> _TEXT SECTION_

The idea of shrinking government is of course very popular with the extremely wealthy because it can be used to justify reducing the taxes that wealthy people must pay and to increase the profits from their businesses. For that reason, the wealthy have been generous in supporting rightist think tanks like the Heritage Foundation, political actions groups like ALEC or the Freedom Caucus, and politicians like our current president. The money that has been spent on such groups has allowed them to issue a torrent of propaganda that has driven American political discourse to the right, and as a result, moderate ideas now seem radical, and American politics is dominated by the interests of the extremely wealthy who make up our ruling class and who fight to prevent the adoption of policies to solve the pressing problems of our time. The extremely wealthy fight against such policies because they will require an increased role for our government, and that means higher taxes on the members of the ruling class.

What is Revolutionary about the Democratic Left?


This brings us to the heart of our question: what is revolutionary about the American left? The answer is that the American left wants to alter the balance of power in our country to limit the power of the ruling class. The left understands that the domination of our politics by a wealthy elite is preventing us from solving our society’s acutest problems. We could have a decent health care system, but we don’t. We could reduce our dependence on fossils fuels, but we don’t. We could improve our educational system, but we don’t. We don’t do any of these things because our political system is paralyzed by the wealthy elite that governs in the name of keeping taxes low so that rich people can keep their money. The Democratic left wants to change the balance of power in this country that is preventing us from solving our most pressing problems.

The conflict between the monied elite and the rest of us is a perennial one in American history. The Jacksonian Democrats, the Populists of the 1890’s, the Progressive movement of the early 20th century and the New Deal of the 1930’s all made claims similar to those of the contemporary Democratic Left, and the conflict has swung back and forth. The 1920s saw an increase in the power of the ruling class until the Great Depression brought on the New Deal. Ruling class opposition to the New Deal brought on the election of Ronald Reagan and the rightist era we are now living in. Perhaps, the current election will see a swing back to the left.

We can think of this struggle as our ongoing attempt to fulfill the ideals of the American Revolution. Our Founding Fathers declared that we were all created equal and that we were endowed with inalienable rights, but the republic they founded was never a full expression of those ideals. it included slavery; it subordinated women; it often excluded anyone who was not white.

Among our people there have always been those who saw how imperfectly our ideals were realized. The abolitionists insisted that slavery was wrong; the women’s movement insisted that women, too, were people with inalienable rights; black people today insist that black lives matter; many people today insist that healthcare is an inalienable right.  Through the struggles of these groups, we have gradually and haltingly moved closer to realizing the ideals of our founders, and the struggle of today’s Democratic Left is the latest incarnation of the movement toward realizing our ideals. The struggle of the Democratic left is a continuation of the American Revolution.



[i] I am old, and I hate euphemisms like “seniors” or “elderly.”
[ii] I use the term “radical right” rather than “conservative” advisedly.

1 comment:

  1. This was a new perspective for me, and I found it very interesting. Thanks for helping expand my thinking!

Source lines
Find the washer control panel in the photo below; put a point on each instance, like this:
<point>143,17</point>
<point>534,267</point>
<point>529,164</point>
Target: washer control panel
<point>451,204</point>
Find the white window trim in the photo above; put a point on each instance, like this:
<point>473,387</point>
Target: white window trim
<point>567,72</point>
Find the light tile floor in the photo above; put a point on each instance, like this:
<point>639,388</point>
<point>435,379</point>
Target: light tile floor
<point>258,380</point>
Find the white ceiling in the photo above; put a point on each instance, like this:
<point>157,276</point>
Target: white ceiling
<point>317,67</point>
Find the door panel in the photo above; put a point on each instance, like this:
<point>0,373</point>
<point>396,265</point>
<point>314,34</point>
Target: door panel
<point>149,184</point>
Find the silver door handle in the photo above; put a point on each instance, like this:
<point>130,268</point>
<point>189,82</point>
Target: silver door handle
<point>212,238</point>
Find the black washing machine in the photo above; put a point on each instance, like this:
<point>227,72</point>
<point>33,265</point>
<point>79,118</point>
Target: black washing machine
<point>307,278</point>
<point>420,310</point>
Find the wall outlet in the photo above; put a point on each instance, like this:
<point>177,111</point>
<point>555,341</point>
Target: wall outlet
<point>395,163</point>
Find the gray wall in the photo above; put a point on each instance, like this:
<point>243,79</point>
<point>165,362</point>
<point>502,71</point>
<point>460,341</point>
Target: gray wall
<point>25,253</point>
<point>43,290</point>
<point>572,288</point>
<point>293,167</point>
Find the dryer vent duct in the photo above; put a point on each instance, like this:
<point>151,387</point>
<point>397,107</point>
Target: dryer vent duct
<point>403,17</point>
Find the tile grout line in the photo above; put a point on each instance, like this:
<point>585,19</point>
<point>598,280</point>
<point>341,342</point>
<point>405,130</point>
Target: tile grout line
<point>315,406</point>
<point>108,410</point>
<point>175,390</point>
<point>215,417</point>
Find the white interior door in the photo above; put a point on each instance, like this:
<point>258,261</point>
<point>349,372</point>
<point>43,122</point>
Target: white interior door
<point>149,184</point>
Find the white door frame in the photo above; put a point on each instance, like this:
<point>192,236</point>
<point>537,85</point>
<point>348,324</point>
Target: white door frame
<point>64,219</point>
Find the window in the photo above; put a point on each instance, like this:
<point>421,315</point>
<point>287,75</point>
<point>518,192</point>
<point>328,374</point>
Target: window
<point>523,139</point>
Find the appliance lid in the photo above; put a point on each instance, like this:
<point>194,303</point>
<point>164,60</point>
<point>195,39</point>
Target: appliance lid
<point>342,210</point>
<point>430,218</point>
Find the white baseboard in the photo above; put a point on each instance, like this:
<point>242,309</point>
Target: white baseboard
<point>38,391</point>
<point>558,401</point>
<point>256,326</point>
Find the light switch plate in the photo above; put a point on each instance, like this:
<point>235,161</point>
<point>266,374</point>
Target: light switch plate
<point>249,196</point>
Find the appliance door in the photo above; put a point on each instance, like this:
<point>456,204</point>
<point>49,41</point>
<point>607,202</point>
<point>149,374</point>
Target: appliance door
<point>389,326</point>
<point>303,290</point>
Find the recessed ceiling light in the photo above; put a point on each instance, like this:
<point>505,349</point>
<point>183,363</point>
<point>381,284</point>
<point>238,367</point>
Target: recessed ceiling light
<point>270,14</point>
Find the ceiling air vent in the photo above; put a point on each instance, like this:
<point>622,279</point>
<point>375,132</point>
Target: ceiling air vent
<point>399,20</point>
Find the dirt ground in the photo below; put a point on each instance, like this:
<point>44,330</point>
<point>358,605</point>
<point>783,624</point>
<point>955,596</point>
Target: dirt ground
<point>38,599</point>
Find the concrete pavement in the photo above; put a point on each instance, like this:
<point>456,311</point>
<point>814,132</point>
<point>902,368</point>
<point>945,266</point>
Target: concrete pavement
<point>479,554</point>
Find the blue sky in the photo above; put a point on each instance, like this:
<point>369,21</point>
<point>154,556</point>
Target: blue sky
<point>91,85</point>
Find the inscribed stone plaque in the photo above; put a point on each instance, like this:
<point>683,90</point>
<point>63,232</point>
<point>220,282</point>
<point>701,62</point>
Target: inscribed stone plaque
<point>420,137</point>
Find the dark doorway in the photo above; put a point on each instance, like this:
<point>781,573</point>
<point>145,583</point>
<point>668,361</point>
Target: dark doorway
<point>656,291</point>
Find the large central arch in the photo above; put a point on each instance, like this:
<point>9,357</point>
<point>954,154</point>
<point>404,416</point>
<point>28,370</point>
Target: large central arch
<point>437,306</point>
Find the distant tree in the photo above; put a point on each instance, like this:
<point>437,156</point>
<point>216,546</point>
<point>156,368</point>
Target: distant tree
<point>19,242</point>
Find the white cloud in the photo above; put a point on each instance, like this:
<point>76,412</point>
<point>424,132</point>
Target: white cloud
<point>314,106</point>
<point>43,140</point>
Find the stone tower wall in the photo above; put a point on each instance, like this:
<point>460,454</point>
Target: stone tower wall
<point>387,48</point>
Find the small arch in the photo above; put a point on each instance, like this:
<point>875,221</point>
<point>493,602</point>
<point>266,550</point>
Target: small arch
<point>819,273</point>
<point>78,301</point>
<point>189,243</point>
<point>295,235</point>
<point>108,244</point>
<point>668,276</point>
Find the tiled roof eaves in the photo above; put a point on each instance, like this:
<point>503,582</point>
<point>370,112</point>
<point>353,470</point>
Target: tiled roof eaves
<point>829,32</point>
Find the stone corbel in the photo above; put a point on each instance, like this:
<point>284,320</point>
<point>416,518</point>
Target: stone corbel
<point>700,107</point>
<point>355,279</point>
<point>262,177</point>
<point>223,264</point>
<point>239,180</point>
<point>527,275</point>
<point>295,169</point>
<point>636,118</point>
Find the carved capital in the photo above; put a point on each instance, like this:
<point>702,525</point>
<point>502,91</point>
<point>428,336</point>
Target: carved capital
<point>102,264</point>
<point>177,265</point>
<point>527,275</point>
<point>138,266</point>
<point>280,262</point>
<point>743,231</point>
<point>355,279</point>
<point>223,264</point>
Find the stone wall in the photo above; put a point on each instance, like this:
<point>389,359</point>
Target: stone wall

> _PROBLEM TO WORK ON_
Reproduce, word for word, the stretch of the essay on the Democratic left that begins with "Among our people" and ends with "continuation of the American Revolution.".

> _WRITTEN ANSWER_
Among our people there have always been those who saw how imperfectly our ideals were realized. The abolitionists insisted that slavery was wrong; the women’s movement insisted that women, too, were people with inalienable rights; black people today insist that black lives matter; many people today insist that healthcare is an inalienable right.  Through the struggles of these groups, we have gradually and haltingly moved closer to realizing the ideals of our founders, and the struggle of today’s Democratic Left is the latest incarnation of the movement toward realizing our ideals. The struggle of the Democratic left is a continuation of the American Revolution.